## REQUISITOS DO PROBLEMA
Reproduza, sem qualquer alteração, o trecho do texto fornecido que vai desde "Mas é importante" até "com coesão social.", incluindo ambas as passagens.

## TEXTO FORNECIDO

######

Mas é importante clarificar
ainda outra questão. O que marca as sociedades ocidentais é o primado do
indivíduo sobre o coletivo, sendo o inverso na tradição islâmica ou na tradição
soviética. Isso para sublinhar que, no mundo ocidental, nunca serão os negros
ou os ciganos enquanto coletivos a «subir na vida», mas todos os
indivíduos de todas as pertenças raciais, e cada um por si. Negros, brancos,
mestiços, pobres, remediados e todos os demais. É por serem assim que as
sociedades ocidentais articulam, melhor do que muitas outras, mobilidade social
com coesão social.
Por isso, é do caminho
cultural da descoberta do indivíduo enquanto tal de que mais necessitam os
segmentos que mais recentemente se vão integrando na tradição ocidental, as
minorias.
Acontece que só é possível
libertar o indivíduo do seu grupo de pertença primário ou natural (racial,
religioso, étnico) quando o meio social é favorável à crítica social, ainda que
ela possa ofender. É tão fundamental a crítica social entre os mais variados
grupos de pertença, quanto – como muito bem explicou Nietzsche – a crítica
virada para o interior do próprio grupo de pertença. A última é a condição
primeira da libertação do indivíduo do coletivo primário a que está filiado,
isto é, nenhum indivíduo é livre se não partir de pressuposto de criticar
sempre que entender o seu grupo de pertença, a sua religião (pessoal, familiar
ou dos ascendentes), o seu estado, os que no quotidiano estão mais próximos de
si, as suas origens. Sem isso não existe liberdade que, no Ocidente, ou é
individual ou simplesmente não existe. E não existindo nas sociedades livres e
dinâmicas, o indivíduo não se consegue afirmar.
A desgraça negra, cigana ou
islâmica que há décadas as empurra para a guetização é justamente filha do
paternalismo da esquerda. O texto de Maria de Fátima Bonifácio deixou isso a
nu. A esquerda impede, e de forma dolosa, qualquer crítica vinda de fora às
minorias raciais, étnicas ou religiosas. Quem o faz é logo «racista»,
«islamofóbico», entre outros rótulos que visam o seu silenciamento e, se
possível, assassinato social da branca ou branco que arrisque tal ousadia.

######

## MATERIAL FORNECIDO

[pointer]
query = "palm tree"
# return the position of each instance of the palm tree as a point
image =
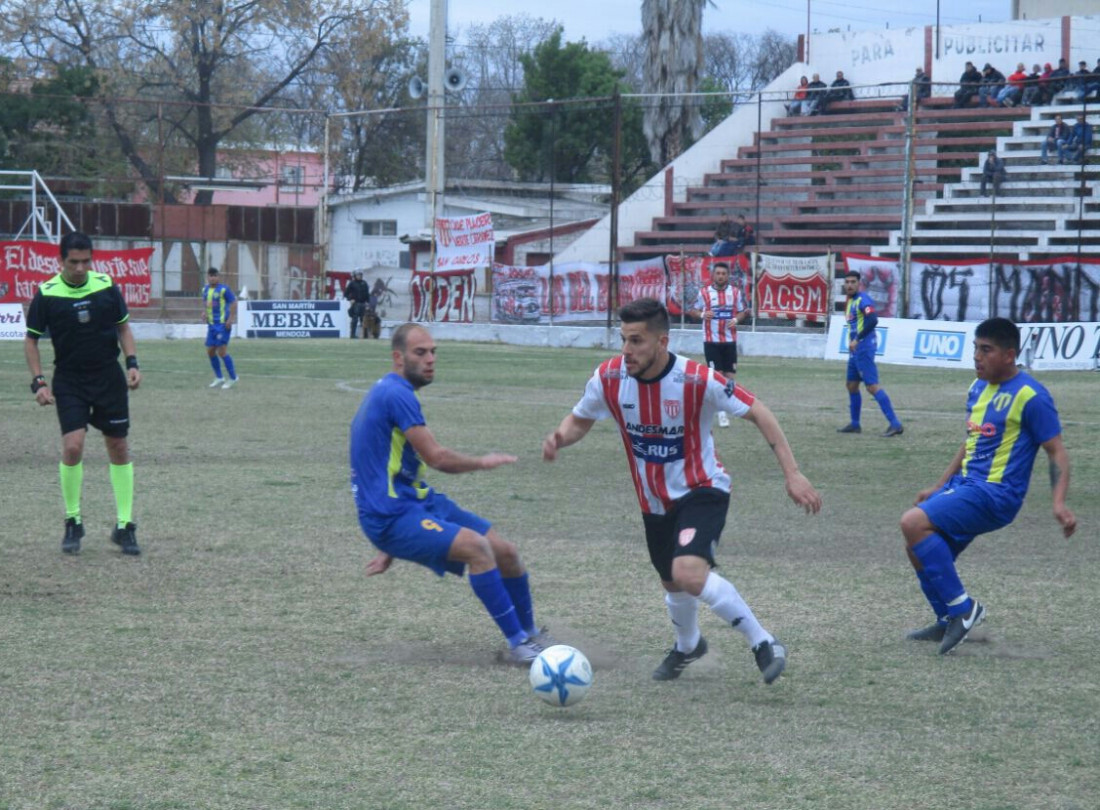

######

## RESPOSTA COMPLETA
Mas é importante clarificar
ainda outra questão. O que marca as sociedades ocidentais é o primado do
indivíduo sobre o coletivo, sendo o inverso na tradição islâmica ou na tradição
soviética. Isso para sublinhar que, no mundo ocidental, nunca serão os negros
ou os ciganos enquanto coletivos a «subir na vida», mas todos os
indivíduos de todas as pertenças raciais, e cada um por si. Negros, brancos,
mestiços, pobres, remediados e todos os demais. É por serem assim que as
sociedades ocidentais articulam, melhor do que muitas outras, mobilidade social
com coesão social.